Stated task:
Copy the stretch from the record containing "form [672, 708]." through the end of the records, swapping "woman's" for "person's" and changing nothing else. Give only that stretch.

Information provided:
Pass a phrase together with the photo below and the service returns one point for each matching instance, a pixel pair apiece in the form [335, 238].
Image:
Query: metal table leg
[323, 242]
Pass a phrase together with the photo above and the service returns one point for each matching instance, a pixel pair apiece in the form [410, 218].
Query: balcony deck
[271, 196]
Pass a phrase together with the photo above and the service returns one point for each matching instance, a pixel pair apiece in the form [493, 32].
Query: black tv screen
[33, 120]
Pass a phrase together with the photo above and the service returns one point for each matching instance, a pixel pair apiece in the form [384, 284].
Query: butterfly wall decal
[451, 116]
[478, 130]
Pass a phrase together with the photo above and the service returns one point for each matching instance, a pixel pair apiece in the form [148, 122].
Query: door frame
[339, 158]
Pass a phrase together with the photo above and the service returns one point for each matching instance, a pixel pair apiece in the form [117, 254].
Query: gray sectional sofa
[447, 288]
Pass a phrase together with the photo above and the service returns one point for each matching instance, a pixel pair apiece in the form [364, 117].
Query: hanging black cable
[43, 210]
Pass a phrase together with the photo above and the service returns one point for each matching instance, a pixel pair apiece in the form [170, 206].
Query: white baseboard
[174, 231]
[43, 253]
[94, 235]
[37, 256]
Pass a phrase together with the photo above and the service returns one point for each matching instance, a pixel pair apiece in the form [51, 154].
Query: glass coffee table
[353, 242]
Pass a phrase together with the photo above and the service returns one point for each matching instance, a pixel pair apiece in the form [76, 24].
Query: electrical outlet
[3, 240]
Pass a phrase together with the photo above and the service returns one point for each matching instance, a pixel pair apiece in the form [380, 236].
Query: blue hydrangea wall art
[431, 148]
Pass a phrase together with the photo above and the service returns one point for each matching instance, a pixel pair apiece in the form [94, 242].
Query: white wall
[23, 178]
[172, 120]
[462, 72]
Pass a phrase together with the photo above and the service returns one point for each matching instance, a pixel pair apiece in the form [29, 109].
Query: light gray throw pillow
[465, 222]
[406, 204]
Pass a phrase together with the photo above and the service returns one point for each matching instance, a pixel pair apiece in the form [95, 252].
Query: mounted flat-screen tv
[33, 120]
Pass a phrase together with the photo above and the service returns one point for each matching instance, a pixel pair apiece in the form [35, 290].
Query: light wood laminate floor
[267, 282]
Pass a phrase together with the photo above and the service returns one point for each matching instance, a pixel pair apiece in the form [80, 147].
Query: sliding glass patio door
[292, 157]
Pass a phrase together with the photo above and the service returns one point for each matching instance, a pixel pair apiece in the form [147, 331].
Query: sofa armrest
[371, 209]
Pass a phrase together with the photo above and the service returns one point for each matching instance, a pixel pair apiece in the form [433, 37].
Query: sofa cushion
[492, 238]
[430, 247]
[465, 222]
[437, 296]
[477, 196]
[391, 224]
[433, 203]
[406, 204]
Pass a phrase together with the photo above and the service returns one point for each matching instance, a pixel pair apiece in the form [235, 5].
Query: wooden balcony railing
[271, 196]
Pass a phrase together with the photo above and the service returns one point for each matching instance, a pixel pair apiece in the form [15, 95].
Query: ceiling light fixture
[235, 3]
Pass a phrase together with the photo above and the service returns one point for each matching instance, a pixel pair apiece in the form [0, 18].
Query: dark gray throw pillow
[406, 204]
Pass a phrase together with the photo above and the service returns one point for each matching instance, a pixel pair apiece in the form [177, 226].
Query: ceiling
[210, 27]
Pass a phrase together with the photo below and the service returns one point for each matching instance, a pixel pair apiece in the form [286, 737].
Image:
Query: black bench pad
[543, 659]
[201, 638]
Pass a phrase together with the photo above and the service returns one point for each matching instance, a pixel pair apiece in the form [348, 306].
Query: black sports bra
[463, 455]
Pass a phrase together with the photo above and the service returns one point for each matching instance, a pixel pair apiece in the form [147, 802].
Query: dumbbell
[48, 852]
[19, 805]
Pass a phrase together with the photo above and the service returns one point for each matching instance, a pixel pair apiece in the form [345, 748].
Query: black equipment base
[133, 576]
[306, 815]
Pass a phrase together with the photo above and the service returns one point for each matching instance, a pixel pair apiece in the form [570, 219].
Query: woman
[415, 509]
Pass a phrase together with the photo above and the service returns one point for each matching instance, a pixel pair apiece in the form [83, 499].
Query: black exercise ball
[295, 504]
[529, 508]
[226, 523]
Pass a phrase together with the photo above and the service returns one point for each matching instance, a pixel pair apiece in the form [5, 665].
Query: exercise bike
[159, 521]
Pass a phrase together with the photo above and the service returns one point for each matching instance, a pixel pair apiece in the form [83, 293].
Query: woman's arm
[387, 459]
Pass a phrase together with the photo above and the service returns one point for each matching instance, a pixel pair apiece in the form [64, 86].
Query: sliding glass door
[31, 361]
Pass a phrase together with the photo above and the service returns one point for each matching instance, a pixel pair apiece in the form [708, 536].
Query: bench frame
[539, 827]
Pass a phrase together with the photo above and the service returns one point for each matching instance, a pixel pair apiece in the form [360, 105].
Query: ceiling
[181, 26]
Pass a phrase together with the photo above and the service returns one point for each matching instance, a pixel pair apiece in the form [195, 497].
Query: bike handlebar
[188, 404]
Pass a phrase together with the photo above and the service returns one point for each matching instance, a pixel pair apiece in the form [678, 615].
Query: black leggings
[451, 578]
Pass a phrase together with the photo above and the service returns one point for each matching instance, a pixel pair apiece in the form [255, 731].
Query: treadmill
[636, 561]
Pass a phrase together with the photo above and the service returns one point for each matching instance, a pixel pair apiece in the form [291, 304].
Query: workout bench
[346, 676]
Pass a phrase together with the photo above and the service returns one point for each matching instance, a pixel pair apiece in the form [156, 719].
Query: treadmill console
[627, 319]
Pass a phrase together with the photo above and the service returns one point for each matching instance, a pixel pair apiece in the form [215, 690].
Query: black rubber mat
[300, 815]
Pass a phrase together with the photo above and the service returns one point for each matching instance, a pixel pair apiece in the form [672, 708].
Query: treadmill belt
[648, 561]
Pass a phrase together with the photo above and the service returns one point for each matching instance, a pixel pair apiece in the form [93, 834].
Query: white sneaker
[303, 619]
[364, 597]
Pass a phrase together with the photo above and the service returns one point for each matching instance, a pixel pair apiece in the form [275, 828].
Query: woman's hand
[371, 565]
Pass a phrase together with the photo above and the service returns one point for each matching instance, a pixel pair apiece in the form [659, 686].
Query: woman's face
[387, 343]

Task answer:
Pass a phrase together with the photo above and the service returns one point for each matching instance, a pixel pair apiece in the form [672, 708].
Query: treadmill belt
[648, 561]
Pass a phrase together with the photo above and the service returns one point for each matching instance, a pixel pair apiece in the form [93, 834].
Query: white sneaker
[303, 619]
[364, 597]
Pass a phrase together with the photo above and the service returns one point for each matching instance, a pixel pair apiece in the form [275, 828].
Query: person's hand
[371, 565]
Pass a phrase together with the photo above and the service returns one point for each matching instance, a pixel pair apiece in the form [659, 686].
Query: person's face
[387, 343]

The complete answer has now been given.